**What is expected:** Below are entries to reproduce exactly, apart from their pictures.

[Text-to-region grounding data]
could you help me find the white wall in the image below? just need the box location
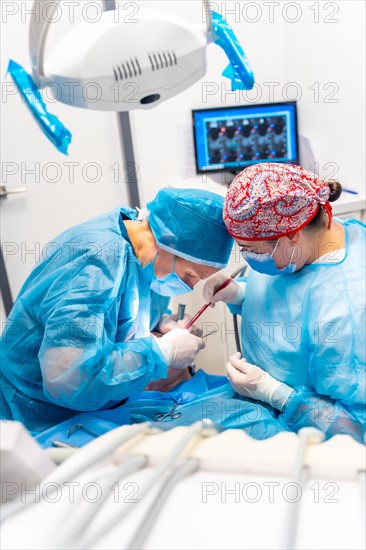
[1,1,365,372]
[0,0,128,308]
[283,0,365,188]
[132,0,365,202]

**Result of the task:**
could you help me find the white wall in the image below? just need the box location
[1,1,365,372]
[0,0,128,308]
[283,0,365,188]
[132,0,365,202]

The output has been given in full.